A differenza della sua protagonista, Cio-Cio-San, il cui nome in giapponese significa «signorina farfalla» e rimanda, oltre che alla bellezza e fragilità, alla brevità della sua vita, Madama Butterfly di Giacomo Puccini è un’opera la cui vita(lità) non solo non conosce fine, ma nemmeno alcun accenno di declino. Sebbene, come è noto, sia nata sotto una cattiva stella: la prima al Teatro alla Scala del 17 febbraio del 1904 fu un clamoroso fiasco, il primo e l’ultimo del compositore, che tornò sulla partitura molte volte, fino al 1920, per riscattarla da quel peccato originale, alterandone vistosamente l’assetto.

 

 

Dopo più di un secolo il sovrintendente Alexander Pereira e il direttore musicale (ormai imminente) Riccardo Chailly, fedeli all’idea annunciata lo scorso anno di riproporre opere nate alla Scala e di portare «in palcoscenico le edizioni critiche», ripescano la versione del 1904, ricostruita dal musicologo Julian Smith.

→ **ISTRUZIONI DEL COMPITO**: Stampa senza alcuna modifica la porzione del brano su Madama Butterfly che comincia dalle parole "Dopo più di" e termina dopo le parole "musicologo Julian Smith.".

→ **RIGHE ESTRATTE**:
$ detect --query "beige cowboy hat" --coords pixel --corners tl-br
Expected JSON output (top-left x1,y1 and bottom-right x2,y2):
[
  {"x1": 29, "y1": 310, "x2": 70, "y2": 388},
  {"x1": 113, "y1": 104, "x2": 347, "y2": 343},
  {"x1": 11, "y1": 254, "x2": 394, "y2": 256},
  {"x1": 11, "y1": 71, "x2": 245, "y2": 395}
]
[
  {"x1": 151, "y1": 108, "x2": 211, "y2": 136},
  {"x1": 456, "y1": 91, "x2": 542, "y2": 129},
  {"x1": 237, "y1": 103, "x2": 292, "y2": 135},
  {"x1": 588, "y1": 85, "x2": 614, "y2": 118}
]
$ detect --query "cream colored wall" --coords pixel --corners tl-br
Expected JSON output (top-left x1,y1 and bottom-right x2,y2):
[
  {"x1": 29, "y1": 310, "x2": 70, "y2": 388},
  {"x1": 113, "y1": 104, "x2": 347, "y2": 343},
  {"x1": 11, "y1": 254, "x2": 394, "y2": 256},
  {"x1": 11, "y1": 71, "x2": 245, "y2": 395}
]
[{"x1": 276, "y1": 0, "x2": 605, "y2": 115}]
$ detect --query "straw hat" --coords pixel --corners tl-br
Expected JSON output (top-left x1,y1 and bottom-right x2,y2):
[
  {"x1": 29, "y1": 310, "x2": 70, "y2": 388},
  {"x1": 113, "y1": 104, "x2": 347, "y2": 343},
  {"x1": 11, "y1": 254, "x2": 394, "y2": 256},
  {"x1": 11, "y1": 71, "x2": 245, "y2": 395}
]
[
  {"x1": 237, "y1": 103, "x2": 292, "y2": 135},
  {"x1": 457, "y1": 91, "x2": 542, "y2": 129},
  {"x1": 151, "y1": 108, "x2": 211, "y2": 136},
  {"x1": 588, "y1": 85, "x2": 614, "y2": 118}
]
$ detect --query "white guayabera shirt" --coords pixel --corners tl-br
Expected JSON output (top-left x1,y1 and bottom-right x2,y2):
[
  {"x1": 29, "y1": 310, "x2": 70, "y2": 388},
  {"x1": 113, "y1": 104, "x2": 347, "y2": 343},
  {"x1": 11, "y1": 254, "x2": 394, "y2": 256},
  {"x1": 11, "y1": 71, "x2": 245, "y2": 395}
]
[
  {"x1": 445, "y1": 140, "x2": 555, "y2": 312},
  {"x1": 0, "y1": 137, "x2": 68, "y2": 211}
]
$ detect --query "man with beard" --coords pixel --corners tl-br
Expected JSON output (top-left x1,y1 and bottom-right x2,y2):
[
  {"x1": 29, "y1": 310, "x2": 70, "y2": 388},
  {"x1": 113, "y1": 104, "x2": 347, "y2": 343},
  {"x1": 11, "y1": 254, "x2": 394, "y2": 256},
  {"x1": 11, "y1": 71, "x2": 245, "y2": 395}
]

→ **RISULTATO DEL COMPITO**:
Dopo più di un secolo il sovrintendente Alexander Pereira e il direttore musicale (ormai imminente) Riccardo Chailly, fedeli all’idea annunciata lo scorso anno di riproporre opere nate alla Scala e di portare «in palcoscenico le edizioni critiche», ripescano la versione del 1904, ricostruita dal musicologo Julian Smith.